-- TEXTO DA PÁGINA --
A reação ao ataque da Rússia à Ucrânia
revelou os padrões duplos do Ocidente.
Robert
Bridge
31/03/2022
O Ocidente tomou uma posição extrema
contra a Rússia por causa de sua invasão na Ucrânia. Essa reação expõe um alto
grau de hipocrisia, considerando que as guerras lideradas pelos EUA no exterior
nunca receberam a resposta punitiva que mereciam.
Se os eventos atuais na Ucrânia provaram
alguma coisa, é que os Estados Unidos e seus parceiros transatlânticos são
capazes de atropelar um planeta em estado de choque – no Afeganistão, Iraque,
Líbia e Síria, para citar alguns dos pontos críticos – com impunidade quase
total. Enquanto isso, a Rússia e Vladimir Putin estão sendo retratados, em
quase todos os principais meios midiáticos, como a segunda vinda da Alemanha
nazista por suas ações na Ucrânia.
Em primeiro lugar, é necessário ser claro
sobre algo: a hipocrisia e os padrões duplos por si só não justificam a
abertura das hostilidades por nenhum país. Por outras palavras, só porque os
países do bloco da OTAN vêm abrindo caminho de destruição arbitrária em todo o
mundo desde 2001 se sérias consequências, isso não dá a Rússia ou a qualquer
país, licença moral para se comportar de maneira semelhante. Deve haver uma
razão convincente para um país autorizar o uso da força, comprometendo-se assim
com o que poderia ser considerada “uma guerra justa”. Assim a pergunta: as
ações da Rússia hoje podem ser consideradas “justas” ou, no mínimo
compreensíveis? Deixarei essa resposta para o melhor julgamento do leitor, mas
seria útil considerar alguns pormenores importantes.
Só para os consumidores de fast food das
mídias convencionais seria uma surpresa que Moscou vem alertando sobre a expansão
da OTAN há mais de uma década. No seu, agora famoso discurso, na Conferência de
Segurança de Munique em 2007, Vladimir Putin perguntou, à queima roupa, de modo
pungente aos poderosos globais: “por que é necessário colocar infraestrutura
militar junto de nossas fronteiras durante essa expansão (da OTAN)? Alguém pode
responder a esta pergunta?” Mais adiante no discurso, ele disse que a expansão
dos ativos militares até a fronteira russa “não está relacionada de forma
alguma com as escolhas democráticas de estados individuais”.

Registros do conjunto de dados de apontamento
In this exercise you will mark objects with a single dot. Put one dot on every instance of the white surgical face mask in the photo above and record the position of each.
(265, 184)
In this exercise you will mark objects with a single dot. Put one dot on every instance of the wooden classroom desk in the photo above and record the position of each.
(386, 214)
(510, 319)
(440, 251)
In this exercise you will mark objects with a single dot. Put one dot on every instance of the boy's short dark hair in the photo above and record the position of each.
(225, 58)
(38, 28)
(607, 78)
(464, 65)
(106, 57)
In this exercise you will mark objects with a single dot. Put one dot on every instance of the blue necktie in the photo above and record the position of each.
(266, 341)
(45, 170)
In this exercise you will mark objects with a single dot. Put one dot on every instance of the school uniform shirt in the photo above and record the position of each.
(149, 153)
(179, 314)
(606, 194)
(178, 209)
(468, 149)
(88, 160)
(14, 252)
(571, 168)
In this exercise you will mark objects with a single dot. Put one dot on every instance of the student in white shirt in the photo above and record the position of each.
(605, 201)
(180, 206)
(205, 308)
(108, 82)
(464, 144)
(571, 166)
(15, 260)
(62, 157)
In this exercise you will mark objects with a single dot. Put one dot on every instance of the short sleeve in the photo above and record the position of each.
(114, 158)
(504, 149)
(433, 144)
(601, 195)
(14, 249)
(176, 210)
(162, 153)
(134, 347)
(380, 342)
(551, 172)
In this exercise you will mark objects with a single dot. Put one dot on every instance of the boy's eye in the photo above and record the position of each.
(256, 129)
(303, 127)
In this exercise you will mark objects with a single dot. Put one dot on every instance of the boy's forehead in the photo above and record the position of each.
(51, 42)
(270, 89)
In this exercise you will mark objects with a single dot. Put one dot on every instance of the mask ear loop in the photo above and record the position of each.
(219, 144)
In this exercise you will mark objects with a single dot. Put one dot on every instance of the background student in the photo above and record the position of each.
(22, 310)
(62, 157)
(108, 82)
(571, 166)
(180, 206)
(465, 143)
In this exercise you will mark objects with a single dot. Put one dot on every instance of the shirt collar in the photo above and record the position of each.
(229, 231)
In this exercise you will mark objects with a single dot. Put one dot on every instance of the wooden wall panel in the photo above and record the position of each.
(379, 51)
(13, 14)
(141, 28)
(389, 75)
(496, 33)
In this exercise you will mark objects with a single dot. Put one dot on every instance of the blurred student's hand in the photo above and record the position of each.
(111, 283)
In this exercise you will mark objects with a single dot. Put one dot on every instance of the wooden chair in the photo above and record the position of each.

-- LISTA DE TAREFAS --
- a) Segundo o texto da página, em que evento e em que ano Vladimir Putin fez o discurso citado?
- b) Redigite o trecho do texto da página que começa em "Se os eventos" e segue até "ações na Ucrânia.".
- c) Traduza para o inglês esta frase do texto da página: "Deixarei essa resposta para o melhor julgamento do leitor, mas seria útil considerar alguns pormenores importantes."

-- SOLUÇÕES COMPLETAS --
- a) Na Conferência de Segurança de Munique, em 2007.

- b)
Se os eventos atuais na Ucrânia provaram
alguma coisa, é que os Estados Unidos e seus parceiros transatlânticos são
capazes de atropelar um planeta em estado de choque – no Afeganistão, Iraque,
Líbia e Síria, para citar alguns dos pontos críticos – com impunidade quase
total. Enquanto isso, a Rússia e Vladimir Putin estão sendo retratados, em
quase todos os principais meios midiáticos, como a segunda vinda da Alemanha
nazista por suas ações na Ucrânia.

- c) I will leave that answer to the reader's best judgment, but it would be useful to consider some important details.